#### Records for processing
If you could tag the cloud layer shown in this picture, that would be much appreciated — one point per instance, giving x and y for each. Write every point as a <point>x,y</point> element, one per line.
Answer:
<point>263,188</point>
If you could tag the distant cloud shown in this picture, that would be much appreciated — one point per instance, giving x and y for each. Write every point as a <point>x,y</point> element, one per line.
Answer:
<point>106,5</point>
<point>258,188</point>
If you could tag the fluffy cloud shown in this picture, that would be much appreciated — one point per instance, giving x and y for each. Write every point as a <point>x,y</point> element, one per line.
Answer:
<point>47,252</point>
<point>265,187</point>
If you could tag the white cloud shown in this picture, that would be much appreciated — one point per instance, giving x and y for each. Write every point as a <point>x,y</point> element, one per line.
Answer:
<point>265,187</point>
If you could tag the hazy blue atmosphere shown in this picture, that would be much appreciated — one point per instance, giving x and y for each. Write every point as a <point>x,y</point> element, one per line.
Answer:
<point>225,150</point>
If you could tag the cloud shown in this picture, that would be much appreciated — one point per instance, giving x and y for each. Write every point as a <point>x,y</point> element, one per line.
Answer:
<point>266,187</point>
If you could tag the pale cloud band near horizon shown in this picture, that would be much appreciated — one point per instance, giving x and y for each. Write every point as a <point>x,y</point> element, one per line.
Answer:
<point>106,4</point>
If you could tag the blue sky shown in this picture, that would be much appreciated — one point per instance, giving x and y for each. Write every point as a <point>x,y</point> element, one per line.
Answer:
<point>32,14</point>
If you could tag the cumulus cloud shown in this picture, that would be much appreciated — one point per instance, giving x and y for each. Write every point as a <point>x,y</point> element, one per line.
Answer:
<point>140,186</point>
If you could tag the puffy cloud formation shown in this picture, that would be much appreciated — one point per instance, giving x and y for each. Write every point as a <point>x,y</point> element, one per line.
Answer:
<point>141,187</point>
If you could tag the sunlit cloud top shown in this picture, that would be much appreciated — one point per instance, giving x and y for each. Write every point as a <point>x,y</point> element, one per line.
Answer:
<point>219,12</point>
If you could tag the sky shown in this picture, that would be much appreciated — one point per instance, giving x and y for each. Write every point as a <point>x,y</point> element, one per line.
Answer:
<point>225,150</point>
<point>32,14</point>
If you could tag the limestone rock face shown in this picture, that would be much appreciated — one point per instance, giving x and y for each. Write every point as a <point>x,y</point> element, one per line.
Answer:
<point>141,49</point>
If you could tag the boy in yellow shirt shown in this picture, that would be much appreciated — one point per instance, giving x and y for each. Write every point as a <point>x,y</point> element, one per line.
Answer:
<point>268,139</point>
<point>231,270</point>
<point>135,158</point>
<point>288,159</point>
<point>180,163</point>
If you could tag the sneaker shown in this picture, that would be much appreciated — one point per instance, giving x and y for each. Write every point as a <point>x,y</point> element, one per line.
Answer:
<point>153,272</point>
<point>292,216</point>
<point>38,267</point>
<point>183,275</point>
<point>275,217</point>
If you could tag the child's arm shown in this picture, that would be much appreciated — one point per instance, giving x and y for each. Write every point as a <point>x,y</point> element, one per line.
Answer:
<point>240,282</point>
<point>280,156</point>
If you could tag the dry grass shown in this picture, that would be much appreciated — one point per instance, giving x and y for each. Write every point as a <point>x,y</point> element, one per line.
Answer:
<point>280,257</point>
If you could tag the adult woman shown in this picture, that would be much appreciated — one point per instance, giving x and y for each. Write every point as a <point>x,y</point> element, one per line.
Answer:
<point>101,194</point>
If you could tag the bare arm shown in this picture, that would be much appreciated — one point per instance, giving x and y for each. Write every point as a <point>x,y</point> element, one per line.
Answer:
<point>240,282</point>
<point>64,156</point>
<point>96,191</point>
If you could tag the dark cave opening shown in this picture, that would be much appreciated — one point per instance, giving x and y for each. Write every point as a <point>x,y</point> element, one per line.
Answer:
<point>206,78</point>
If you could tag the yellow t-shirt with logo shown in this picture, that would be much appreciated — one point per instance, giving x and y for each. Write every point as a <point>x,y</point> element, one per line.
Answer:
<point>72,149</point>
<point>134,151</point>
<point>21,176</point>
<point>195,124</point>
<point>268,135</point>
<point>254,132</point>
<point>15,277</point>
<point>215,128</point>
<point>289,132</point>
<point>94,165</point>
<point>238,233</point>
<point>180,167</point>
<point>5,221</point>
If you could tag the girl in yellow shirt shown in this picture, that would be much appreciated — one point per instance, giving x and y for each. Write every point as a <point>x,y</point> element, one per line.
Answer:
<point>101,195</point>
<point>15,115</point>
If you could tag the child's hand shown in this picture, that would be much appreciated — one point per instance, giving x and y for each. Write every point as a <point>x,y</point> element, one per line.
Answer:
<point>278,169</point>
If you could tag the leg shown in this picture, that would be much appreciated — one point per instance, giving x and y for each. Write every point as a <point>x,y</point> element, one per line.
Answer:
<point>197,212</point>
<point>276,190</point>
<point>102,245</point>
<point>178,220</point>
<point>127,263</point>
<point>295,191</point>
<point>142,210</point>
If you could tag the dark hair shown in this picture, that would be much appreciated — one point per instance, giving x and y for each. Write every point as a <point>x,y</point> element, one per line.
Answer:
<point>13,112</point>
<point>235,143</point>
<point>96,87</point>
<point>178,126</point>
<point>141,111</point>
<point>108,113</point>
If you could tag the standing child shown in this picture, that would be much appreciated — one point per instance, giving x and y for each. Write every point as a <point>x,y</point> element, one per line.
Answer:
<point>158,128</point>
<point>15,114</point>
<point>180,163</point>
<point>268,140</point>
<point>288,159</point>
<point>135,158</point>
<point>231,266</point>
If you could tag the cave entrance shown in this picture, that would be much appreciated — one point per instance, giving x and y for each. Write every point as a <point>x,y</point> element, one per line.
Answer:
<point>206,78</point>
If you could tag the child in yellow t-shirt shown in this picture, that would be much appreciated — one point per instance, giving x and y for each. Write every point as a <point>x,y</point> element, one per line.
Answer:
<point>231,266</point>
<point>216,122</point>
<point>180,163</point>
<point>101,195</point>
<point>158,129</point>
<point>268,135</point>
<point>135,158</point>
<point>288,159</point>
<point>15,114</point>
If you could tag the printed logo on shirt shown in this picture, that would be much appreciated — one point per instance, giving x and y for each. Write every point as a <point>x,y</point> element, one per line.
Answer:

#### Task requirements
Render every line of the records above as a JSON array of strings, one string per line, leaving out any blank lines.

#### Task solution
[
  "If you could tag the cloud layer shown in this picture, that would be much appreciated — one point per instance, giving x and y for each. Write every point as a <point>x,y</point> element, one per line.",
  "Answer:",
  "<point>263,188</point>",
  "If you could tag the distant cloud shown in this picture, that would be much appreciated — one point per instance, giving x and y for each. Write every point as a <point>x,y</point> element, one per line.",
  "Answer:",
  "<point>106,5</point>",
  "<point>258,188</point>",
  "If you could tag the fluffy cloud shown in this picture, that would be much appreciated — one point per instance, giving x and y for each. Write every point as a <point>x,y</point> element, one per line.",
  "Answer:",
  "<point>47,252</point>",
  "<point>265,187</point>",
  "If you could tag the white cloud shown in this picture, that would be much appreciated — one point per instance, giving x and y for each. Write every point as a <point>x,y</point> element, one per line.",
  "Answer:",
  "<point>265,187</point>",
  "If you could tag the hazy blue atmosphere shown in this picture, that would be much appreciated — one point per instance, giving x and y for each. Write every point as a <point>x,y</point> element, one per line.",
  "Answer:",
  "<point>225,150</point>",
  "If you could tag the cloud shown in this picture, that would be much appreciated — one point per instance, giving x and y for each. Write every point as a <point>x,y</point> element, one per line.",
  "Answer:",
  "<point>266,187</point>",
  "If you could tag the pale cloud band near horizon shown in this picture, that would be much appreciated — one point per instance, giving x and y for each. Write every point as a <point>x,y</point> element, one per line.",
  "Answer:",
  "<point>106,4</point>",
  "If you could tag the blue sky shown in this picture, that would be much appreciated — one point per instance, giving x and y for each. Write every point as a <point>x,y</point> element, one per line.",
  "Answer:",
  "<point>32,14</point>",
  "If you could tag the cumulus cloud shown in this picture, that would be much appreciated — one point per instance, giving x and y for each. Write every point as a <point>x,y</point> element, one per line.",
  "Answer:",
  "<point>140,186</point>",
  "If you could tag the puffy cloud formation shown in this picture, that would be much appreciated — one point per instance, giving x and y for each. Write every point as a <point>x,y</point> element, one per line.",
  "Answer:",
  "<point>141,187</point>",
  "If you could tag the sunlit cloud top shown in this picture, that would be much appreciated — one point per instance, giving x and y for each. Write every point as a <point>x,y</point> element, one per line.",
  "Answer:",
  "<point>219,12</point>",
  "If you could tag the sky shown in this picture, that would be much appreciated — one point per instance, giving x and y for each. Write every point as a <point>x,y</point> element, one per line.",
  "Answer:",
  "<point>225,150</point>",
  "<point>32,14</point>",
  "If you could tag the limestone rock face shown in this picture, that would be much appreciated — one point per instance, giving x and y for each. Write every point as a <point>x,y</point> element, one per line.",
  "Answer:",
  "<point>141,49</point>",
  "If you could tag the boy in yellow shirt shown in this picture, that would be much appreciated — one point per instance, giving x and y for each. Write every point as a <point>x,y</point> element, one per line.",
  "Answer:",
  "<point>268,139</point>",
  "<point>231,270</point>",
  "<point>135,158</point>",
  "<point>288,159</point>",
  "<point>180,163</point>",
  "If you could tag the sneaker shown in this picture, that would be much appreciated — one point per instance, giving x and y for each. Write every point as a <point>x,y</point> element, one per line.",
  "Answer:",
  "<point>153,272</point>",
  "<point>292,216</point>",
  "<point>38,267</point>",
  "<point>183,275</point>",
  "<point>275,217</point>",
  "If you could tag the child's arm shown in this picture, that would be much appreciated — one point per instance, giving x and y for each. Write every point as a <point>x,y</point> element, one per line.",
  "Answer:",
  "<point>240,282</point>",
  "<point>280,156</point>",
  "If you could tag the dry grass shown in this picture, that would be much appreciated — one point per instance, giving x and y for each. Write every point as a <point>x,y</point> element, one per line.",
  "Answer:",
  "<point>280,257</point>",
  "If you could tag the adult woman shown in this picture, that would be much appreciated — one point per instance, giving x and y for each. Write every point as a <point>x,y</point> element, one per line.",
  "Answer:",
  "<point>101,194</point>",
  "If you could tag the bare arm shown in this picture, that would be much appreciated — one point per instance, giving x and y for each. Write every point as a <point>x,y</point> element, one per line.",
  "Answer:",
  "<point>240,282</point>",
  "<point>64,156</point>",
  "<point>96,191</point>",
  "If you could tag the dark cave opening shown in this picture, that would be much appreciated — one point per instance, giving x and y for each. Write every point as a <point>x,y</point> element, one per line.",
  "Answer:",
  "<point>206,78</point>",
  "If you could tag the yellow t-shirt with logo shown in this picture, that would be much appreciated — one point per instance, giving x and y for each. Write every point as a <point>x,y</point> element, one per line.",
  "Answer:",
  "<point>72,149</point>",
  "<point>134,151</point>",
  "<point>21,176</point>",
  "<point>195,124</point>",
  "<point>268,135</point>",
  "<point>254,132</point>",
  "<point>15,277</point>",
  "<point>215,128</point>",
  "<point>289,132</point>",
  "<point>94,165</point>",
  "<point>238,233</point>",
  "<point>180,167</point>",
  "<point>5,221</point>",
  "If you could tag the girl in yellow shirt shown in this picture, that would be much appreciated — one point per instance, giving x and y for each. Write every point as a <point>x,y</point> element, one per line.",
  "Answer:",
  "<point>101,195</point>",
  "<point>15,115</point>",
  "If you could tag the child's hand shown in this picture, that would be much appreciated — one point per instance, giving x and y for each. Write every point as a <point>x,y</point> element, one per line.",
  "Answer:",
  "<point>278,169</point>",
  "If you could tag the leg shown in this picture, that would be much appreciated — one point per instance, giving x and y for each. Write every point as a <point>x,y</point> element, one per line.",
  "Answer:",
  "<point>197,212</point>",
  "<point>276,190</point>",
  "<point>102,245</point>",
  "<point>178,220</point>",
  "<point>127,263</point>",
  "<point>295,191</point>",
  "<point>142,210</point>",
  "If you could tag the dark hair shown in this picture, that would be much appreciated — one point per instance, giving x and y for each. Write every point as a <point>x,y</point> element, one per line.",
  "Answer:",
  "<point>13,112</point>",
  "<point>235,143</point>",
  "<point>96,87</point>",
  "<point>178,126</point>",
  "<point>141,111</point>",
  "<point>108,113</point>",
  "If you could tag the standing child shown in this picture, that would be much appreciated — one point per instance, giving x and y for each. Write every point as a <point>x,y</point> element, one per line.",
  "Answer:",
  "<point>158,128</point>",
  "<point>15,114</point>",
  "<point>180,163</point>",
  "<point>268,140</point>",
  "<point>288,159</point>",
  "<point>135,158</point>",
  "<point>231,266</point>",
  "If you could tag the cave entrance shown in this picture, that would be much appreciated — one point per instance, giving x and y for each. Write every point as a <point>x,y</point> element, one per line.",
  "Answer:",
  "<point>206,78</point>",
  "If you could tag the child in yellow t-shirt shown in this picture, that would be much appreciated — one point per instance, giving x and y for each. Write every point as a <point>x,y</point> element, one per line.",
  "Answer:",
  "<point>231,266</point>",
  "<point>216,122</point>",
  "<point>180,163</point>",
  "<point>101,195</point>",
  "<point>158,129</point>",
  "<point>268,135</point>",
  "<point>135,158</point>",
  "<point>288,159</point>",
  "<point>15,114</point>",
  "If you could tag the printed logo on shirt shown in this picture, that would be much appreciated — one point per instance, giving x and y for each. Write every point as a <point>x,y</point> element, one per line.",
  "Answer:"
]